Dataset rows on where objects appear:
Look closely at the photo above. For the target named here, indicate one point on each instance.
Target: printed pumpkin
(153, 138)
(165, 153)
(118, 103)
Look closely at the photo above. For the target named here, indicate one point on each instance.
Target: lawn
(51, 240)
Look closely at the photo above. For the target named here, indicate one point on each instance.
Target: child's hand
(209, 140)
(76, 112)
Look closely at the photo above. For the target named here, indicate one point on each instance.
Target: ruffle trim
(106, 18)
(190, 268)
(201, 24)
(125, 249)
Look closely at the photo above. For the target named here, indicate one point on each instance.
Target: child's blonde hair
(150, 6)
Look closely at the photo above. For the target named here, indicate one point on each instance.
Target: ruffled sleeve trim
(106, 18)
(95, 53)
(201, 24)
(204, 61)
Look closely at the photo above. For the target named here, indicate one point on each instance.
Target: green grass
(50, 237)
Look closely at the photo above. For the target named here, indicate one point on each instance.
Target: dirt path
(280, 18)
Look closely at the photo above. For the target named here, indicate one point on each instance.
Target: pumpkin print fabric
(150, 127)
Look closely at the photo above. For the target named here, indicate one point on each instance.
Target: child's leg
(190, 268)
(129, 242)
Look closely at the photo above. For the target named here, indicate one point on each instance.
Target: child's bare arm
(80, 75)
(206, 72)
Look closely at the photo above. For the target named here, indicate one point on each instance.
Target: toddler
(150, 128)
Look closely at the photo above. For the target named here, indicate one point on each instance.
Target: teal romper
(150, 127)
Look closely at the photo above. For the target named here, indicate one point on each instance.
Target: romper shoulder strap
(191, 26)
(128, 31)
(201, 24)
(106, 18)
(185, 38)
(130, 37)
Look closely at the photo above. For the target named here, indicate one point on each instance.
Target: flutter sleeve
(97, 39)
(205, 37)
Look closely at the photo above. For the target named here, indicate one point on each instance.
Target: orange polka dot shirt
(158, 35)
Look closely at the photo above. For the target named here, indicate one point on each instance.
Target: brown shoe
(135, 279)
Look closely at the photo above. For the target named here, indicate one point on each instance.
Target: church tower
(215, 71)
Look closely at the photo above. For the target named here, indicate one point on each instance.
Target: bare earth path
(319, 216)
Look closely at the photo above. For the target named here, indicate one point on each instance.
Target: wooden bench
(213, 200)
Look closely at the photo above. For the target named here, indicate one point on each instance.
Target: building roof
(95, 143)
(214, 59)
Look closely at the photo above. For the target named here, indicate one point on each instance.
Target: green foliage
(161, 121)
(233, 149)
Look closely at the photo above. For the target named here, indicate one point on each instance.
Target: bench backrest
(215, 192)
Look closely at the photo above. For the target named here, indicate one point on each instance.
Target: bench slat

Required work:
Please copy out each record, character for character.

The result:
Look closely at the photo above. For the target named here, indicate one point on each instance.
Target: printed pumpkin
(153, 138)
(165, 153)
(118, 103)
Look closely at the photo above. For the target named here, indicate one point on each instance.
Target: lawn
(51, 240)
Look closely at the photo above. For the target named here, indicate one point on each instance.
Target: child's hand
(209, 140)
(76, 112)
Look closely at the photo above. For the target named here, indicate one point on each instance.
Target: ruffle trim
(106, 18)
(190, 268)
(201, 24)
(125, 249)
Look closely at the photo above. For the target named here, indicate one point on each instance.
Target: child's blonde hair
(150, 6)
Look closely at the photo above. For the target named here, indicate one point on each instance.
Target: ruffled sleeve trim
(106, 18)
(95, 53)
(201, 24)
(204, 61)
Look closely at the photo above. For the target named here, indicate one point on each instance.
Target: green grass
(50, 237)
Look closely at the photo above. For the target named here, indicate one point on each instance.
Target: dirt path
(280, 18)
Look closely at the photo above. For the target named here, indicate one point on each instance.
Target: pumpkin print fabric
(150, 127)
Look closely at the photo above. For the target named here, indicate one point on each instance.
Target: child's leg
(190, 268)
(129, 242)
Look closely at the photo above. For the target named here, indicate one point on each instance.
Target: child's bare arm
(80, 75)
(206, 72)
Look closely at the photo above. For the target named here, indicate one point on each instance.
Target: toddler
(150, 128)
Look closely at the photo above. For the target named here, indicate one point on each instance.
Target: teal romper
(150, 127)
Look closely at the photo above. For the target named here, indicate one point on each instance.
Target: romper shoulder strap
(191, 26)
(128, 31)
(201, 24)
(106, 18)
(185, 38)
(130, 37)
Look closely at the photo above. For the target named here, indicate one point on each instance.
Target: flutter sleeve
(97, 39)
(205, 37)
Look closely at the photo above. For the target named here, indicate one point on each instance.
Target: orange polka dot shirt
(158, 35)
Look closely at the photo above. For the target named here, indicate one point on each instance.
Target: brown shoe
(135, 279)
Look closely at the photo above. For the target named here, indicate one point on each instance.
Target: church tower
(215, 71)
Look closely at the photo above. For the target named here, indicate one point on each instance.
Target: bare earth path
(319, 216)
Look closely at the photo above. For the target named here, indicate one point on each instance.
Target: wooden bench
(213, 200)
Look closely at the photo above. For the target named here, indicate one point on each instance.
Target: building roof
(95, 143)
(214, 59)
Look closely at the photo above. For the target named here, indicate one point on each instance.
Target: green foliage
(161, 121)
(233, 149)
Look closely at the photo above. For the target named here, indicate one point on each instance.
Target: bench backrest
(215, 192)
Look closely at the photo above. For the target named here, indicate one point on each instance.
Target: bench slat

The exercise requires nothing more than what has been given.